╭─ MATERIAL TO PROCESS

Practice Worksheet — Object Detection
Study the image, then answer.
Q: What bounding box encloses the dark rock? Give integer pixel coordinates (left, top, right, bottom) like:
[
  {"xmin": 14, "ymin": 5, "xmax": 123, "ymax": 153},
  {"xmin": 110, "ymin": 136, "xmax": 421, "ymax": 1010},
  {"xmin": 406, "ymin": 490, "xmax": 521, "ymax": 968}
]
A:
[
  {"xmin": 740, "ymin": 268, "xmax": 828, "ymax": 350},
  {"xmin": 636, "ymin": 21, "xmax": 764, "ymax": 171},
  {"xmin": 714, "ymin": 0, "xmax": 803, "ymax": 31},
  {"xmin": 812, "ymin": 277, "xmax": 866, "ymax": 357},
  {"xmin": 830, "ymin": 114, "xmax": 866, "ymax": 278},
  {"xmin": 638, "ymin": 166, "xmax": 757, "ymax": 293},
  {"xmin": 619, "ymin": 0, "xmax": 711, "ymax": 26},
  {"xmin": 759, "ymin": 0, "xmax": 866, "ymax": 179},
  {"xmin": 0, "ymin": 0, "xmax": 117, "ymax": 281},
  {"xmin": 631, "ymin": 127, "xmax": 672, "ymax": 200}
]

╰─
╭─ MATERIAL TO PROCESS

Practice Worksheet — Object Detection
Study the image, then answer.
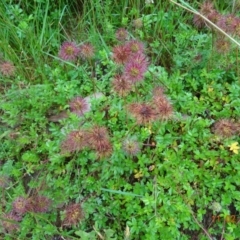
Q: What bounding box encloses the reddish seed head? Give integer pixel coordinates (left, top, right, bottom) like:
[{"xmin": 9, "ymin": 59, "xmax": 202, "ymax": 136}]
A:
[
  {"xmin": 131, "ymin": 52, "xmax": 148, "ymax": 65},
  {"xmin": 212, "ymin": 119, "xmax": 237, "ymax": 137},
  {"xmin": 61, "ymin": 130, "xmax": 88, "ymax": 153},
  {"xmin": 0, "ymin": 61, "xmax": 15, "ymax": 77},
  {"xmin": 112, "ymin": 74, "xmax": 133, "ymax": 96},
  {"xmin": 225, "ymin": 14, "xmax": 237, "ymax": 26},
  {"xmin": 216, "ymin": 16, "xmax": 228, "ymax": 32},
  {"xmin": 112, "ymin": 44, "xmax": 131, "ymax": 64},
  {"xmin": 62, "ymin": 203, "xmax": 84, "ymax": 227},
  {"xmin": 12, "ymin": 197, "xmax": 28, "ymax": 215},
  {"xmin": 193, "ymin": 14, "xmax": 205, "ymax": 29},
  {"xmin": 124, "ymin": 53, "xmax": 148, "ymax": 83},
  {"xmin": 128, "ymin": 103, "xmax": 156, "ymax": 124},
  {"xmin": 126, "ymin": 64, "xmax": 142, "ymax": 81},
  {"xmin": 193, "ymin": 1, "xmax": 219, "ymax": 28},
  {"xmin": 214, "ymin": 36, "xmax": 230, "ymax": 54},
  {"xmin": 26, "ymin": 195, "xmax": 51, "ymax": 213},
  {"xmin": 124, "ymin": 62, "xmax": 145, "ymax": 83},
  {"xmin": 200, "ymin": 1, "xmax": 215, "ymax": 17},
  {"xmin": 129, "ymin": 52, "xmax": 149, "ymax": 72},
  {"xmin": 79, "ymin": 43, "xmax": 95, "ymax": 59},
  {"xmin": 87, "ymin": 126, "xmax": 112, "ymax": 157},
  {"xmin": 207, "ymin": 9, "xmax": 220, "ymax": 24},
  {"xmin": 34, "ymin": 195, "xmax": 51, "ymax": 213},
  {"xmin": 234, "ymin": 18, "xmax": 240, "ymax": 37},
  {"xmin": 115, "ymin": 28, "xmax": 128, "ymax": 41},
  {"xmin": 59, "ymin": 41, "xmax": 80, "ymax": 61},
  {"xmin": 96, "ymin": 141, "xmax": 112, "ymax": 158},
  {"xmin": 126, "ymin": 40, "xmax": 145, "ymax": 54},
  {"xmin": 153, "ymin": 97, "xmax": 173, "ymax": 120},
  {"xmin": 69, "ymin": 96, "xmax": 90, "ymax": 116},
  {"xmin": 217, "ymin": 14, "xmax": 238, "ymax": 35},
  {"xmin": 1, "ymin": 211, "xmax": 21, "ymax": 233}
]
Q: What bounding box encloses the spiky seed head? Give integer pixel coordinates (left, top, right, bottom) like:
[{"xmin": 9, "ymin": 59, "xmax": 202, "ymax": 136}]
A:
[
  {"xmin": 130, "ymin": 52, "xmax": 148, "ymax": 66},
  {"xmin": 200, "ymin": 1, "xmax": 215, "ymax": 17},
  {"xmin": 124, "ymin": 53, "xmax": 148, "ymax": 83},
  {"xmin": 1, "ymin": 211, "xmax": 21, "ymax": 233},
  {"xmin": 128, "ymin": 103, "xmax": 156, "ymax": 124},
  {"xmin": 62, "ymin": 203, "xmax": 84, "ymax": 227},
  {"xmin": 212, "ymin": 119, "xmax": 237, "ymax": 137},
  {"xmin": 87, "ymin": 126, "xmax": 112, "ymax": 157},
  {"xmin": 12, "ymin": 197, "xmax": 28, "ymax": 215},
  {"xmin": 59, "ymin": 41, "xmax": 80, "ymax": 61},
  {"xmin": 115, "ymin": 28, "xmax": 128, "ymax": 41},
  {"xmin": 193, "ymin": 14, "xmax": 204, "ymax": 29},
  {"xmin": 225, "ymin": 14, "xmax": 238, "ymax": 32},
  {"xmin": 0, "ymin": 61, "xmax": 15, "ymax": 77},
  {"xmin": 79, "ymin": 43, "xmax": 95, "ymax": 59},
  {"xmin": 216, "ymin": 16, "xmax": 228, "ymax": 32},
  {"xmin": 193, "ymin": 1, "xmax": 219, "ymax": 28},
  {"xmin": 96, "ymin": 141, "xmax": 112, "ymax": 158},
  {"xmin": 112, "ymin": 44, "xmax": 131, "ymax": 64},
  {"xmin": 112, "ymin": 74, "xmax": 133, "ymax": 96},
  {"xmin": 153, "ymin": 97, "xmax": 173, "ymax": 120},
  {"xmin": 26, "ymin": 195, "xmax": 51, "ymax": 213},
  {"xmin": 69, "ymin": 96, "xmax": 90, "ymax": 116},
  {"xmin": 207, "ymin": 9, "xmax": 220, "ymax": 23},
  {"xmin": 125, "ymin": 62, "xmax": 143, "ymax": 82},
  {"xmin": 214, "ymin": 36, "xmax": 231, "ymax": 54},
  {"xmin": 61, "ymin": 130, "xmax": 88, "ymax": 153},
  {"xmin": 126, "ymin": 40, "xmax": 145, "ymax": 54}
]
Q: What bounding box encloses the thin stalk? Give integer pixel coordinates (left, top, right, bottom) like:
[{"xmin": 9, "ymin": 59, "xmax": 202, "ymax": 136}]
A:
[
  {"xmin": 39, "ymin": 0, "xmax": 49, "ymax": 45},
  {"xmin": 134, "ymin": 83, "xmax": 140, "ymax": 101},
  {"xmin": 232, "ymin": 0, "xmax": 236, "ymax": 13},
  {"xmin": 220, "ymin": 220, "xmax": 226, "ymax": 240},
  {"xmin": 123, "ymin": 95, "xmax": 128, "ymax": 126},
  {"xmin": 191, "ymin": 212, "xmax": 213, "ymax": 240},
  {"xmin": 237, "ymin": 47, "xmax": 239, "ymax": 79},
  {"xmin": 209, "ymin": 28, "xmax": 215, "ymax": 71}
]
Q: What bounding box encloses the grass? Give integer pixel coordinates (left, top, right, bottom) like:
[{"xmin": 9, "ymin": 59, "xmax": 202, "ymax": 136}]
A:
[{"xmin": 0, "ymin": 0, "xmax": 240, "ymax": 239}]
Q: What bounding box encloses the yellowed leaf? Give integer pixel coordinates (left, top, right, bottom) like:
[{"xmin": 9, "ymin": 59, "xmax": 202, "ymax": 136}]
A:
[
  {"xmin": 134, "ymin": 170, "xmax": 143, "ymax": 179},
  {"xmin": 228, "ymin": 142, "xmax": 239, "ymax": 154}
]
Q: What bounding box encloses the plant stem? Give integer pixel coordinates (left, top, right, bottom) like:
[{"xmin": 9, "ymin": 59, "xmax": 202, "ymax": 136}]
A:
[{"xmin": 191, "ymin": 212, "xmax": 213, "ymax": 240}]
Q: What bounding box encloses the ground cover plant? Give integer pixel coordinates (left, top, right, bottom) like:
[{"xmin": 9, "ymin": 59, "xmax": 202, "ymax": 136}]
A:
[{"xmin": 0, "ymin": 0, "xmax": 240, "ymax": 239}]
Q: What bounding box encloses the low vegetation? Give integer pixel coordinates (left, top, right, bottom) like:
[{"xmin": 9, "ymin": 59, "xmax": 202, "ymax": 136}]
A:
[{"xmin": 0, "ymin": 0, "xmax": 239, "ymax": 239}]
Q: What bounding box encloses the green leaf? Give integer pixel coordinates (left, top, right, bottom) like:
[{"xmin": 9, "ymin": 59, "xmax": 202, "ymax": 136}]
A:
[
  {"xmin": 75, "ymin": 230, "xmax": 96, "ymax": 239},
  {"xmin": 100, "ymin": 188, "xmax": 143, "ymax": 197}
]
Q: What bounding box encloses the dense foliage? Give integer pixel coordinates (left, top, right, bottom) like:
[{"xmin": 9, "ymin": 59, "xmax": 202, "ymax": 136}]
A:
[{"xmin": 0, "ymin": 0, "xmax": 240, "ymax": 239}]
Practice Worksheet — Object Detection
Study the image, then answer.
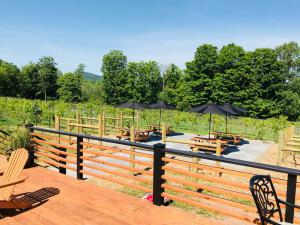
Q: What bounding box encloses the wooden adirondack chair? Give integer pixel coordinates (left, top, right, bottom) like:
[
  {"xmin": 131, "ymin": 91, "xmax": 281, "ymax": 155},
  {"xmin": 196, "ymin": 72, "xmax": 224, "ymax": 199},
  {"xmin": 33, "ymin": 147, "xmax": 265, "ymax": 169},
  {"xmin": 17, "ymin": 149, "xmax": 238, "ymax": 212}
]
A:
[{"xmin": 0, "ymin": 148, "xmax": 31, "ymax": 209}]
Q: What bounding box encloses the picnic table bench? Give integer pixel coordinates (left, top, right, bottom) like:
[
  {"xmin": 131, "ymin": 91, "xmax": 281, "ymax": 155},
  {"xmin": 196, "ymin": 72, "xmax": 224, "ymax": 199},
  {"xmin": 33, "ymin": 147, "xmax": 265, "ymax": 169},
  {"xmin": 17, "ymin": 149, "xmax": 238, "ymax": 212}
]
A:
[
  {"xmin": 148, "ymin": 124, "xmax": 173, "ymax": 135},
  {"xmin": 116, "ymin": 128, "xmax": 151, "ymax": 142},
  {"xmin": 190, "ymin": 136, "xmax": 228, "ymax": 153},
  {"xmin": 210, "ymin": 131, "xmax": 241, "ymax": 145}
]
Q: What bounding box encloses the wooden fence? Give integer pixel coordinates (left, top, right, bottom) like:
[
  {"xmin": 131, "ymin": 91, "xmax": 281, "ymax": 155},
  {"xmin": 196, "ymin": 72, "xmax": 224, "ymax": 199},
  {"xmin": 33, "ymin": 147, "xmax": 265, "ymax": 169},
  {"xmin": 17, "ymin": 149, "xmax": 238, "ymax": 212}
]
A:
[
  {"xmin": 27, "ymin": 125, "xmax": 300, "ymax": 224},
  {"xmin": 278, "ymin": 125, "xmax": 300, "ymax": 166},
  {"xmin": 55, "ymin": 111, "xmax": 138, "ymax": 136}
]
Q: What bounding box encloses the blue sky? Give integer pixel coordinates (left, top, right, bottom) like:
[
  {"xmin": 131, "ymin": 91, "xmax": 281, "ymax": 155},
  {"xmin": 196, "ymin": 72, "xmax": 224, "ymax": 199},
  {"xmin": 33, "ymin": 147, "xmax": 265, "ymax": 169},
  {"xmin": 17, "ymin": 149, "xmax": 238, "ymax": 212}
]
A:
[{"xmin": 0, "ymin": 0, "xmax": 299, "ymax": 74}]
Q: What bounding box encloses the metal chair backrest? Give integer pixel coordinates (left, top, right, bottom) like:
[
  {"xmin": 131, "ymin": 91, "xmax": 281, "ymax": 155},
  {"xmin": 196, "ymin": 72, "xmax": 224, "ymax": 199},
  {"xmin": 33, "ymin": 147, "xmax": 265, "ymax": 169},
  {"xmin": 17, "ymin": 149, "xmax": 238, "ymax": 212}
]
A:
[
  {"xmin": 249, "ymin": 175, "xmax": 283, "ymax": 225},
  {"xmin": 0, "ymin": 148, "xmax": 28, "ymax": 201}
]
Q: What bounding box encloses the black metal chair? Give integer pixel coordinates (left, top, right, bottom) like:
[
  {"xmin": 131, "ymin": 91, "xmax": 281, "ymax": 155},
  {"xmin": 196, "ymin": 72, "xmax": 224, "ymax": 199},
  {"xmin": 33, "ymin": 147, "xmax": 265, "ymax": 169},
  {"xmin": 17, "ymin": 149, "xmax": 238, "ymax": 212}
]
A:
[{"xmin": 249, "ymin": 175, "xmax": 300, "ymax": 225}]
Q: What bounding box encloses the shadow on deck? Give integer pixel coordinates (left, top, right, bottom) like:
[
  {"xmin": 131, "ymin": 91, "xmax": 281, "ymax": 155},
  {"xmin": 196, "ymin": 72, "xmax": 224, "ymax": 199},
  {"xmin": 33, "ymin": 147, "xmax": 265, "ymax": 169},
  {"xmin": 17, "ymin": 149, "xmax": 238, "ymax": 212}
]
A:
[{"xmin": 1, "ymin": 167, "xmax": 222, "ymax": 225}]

╰─

**WORK TO COMPLETE**
Where a line above holds the string "chair", copy that line.

**ANSWER SPACE**
Q: What bounding box encloses the wooden adirondack chair? Give integer pixel coordinates (left, top, right, bottom) like:
Q: What bounding box encloses the metal chair backrest? Give integer pixel coordinates (left, top, right, bottom) like:
Q: What bounding box encloses the black metal chair? Give integer pixel coordinates (left, top, right, bottom) like:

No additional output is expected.